Stated task A
Translate the following sentence from the wind power plant claims into French: "The wind power plant according to claim 1, wherein the plant generator and/or the plant motor of at least one of the at least one power conversion system comprises a synchronous machine."

Selected passage
|---|
1. A wind power plant for providing electrical power to a utility grid, the wind power plant comprising: at least one wind turbine having a wind turbine generator coupled to a wind turbine rotation shaft to which plural rotor blades are mounted, the wind turbine providing electric power at an output terminal; at least one power conversion system, each comprising: a plant motor electrically coupled and configured to receive the electric power from the output terminal of the at least one wind turbine and convert it into rotational power of a plant motor shaft; a plant generator mechanically coupled to the plant motor shaft and electrically coupleable to the electric utility grid; wherein at least one of power conversion systems further comprising: a power conversion system controller being configured to control active power at a power conversion system output terminal based on at least one reference value related to the utility grid; wherein the power conversion system controller comprises a plant motor controller communicatively coupled to the plant motor and a plant generator controller communicatively coupled the plant generator; and wherein the plant motor controller is configured to receive a plant active power reference signal, to determine individual active power reference signals for the at least one wind turbine and/or the at least one of power generating component based on the plant active power reference signal and supply the individual active power reference signals to the at least one wind turbine and/or the power generating component.

2. The wind power plant according to claim 1, wherein the plant generator and/or the plant motor of at least one of the at least one power conversion system comprises a synchronous machine.

3. The wind power plant according to claim 1, wherein at least one of power conversion systems further comprising: a mechanical inertial mass, coupled or couplable to the respective plant motor shaft.
|---|
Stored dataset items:
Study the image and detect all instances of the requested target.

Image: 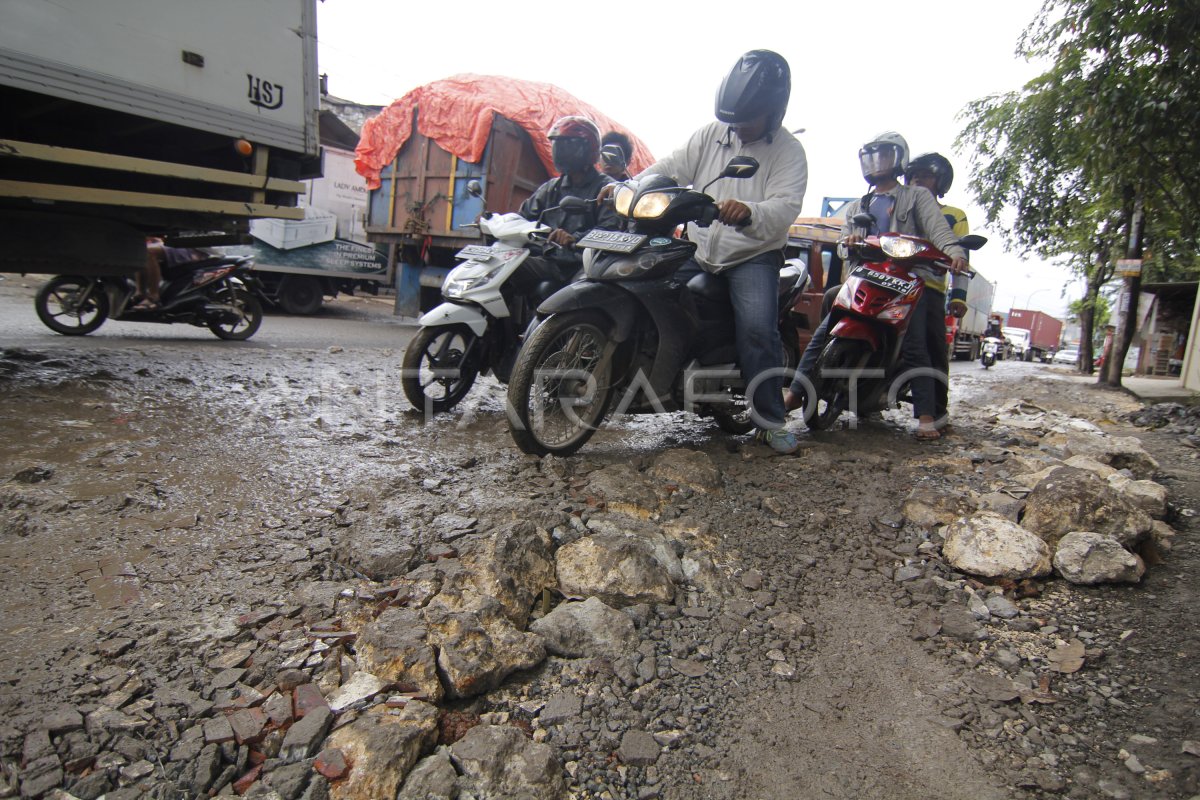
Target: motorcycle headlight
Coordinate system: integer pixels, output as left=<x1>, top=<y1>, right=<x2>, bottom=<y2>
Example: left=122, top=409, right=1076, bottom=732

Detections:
left=880, top=236, right=925, bottom=258
left=612, top=184, right=634, bottom=217
left=880, top=306, right=912, bottom=320
left=634, top=192, right=674, bottom=219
|---|
Stated task B
Reproduce the stored dataset entries with "Detections" swapped for "Results", leaving everything else unchanged. Omit the pictures from your reply.

Exercise answer A
Centrale éolienne selon la revendication 1, dans laquelle le générateur de centrale et/ou le moteur de centrale d'au moins un système parmi le ou les systèmes de conversion de puissance comprend une machine synchrone.

Exercise answer B
Study the image and detect all instances of the requested target.

Image: 
Target: motorcycle headlight
Coordinate system: integer pixels, output as left=<x1>, top=<y1>, right=<x2>, bottom=<y2>
Example: left=122, top=409, right=1076, bottom=732

Results:
left=880, top=236, right=925, bottom=258
left=612, top=184, right=634, bottom=217
left=880, top=306, right=912, bottom=320
left=634, top=192, right=674, bottom=219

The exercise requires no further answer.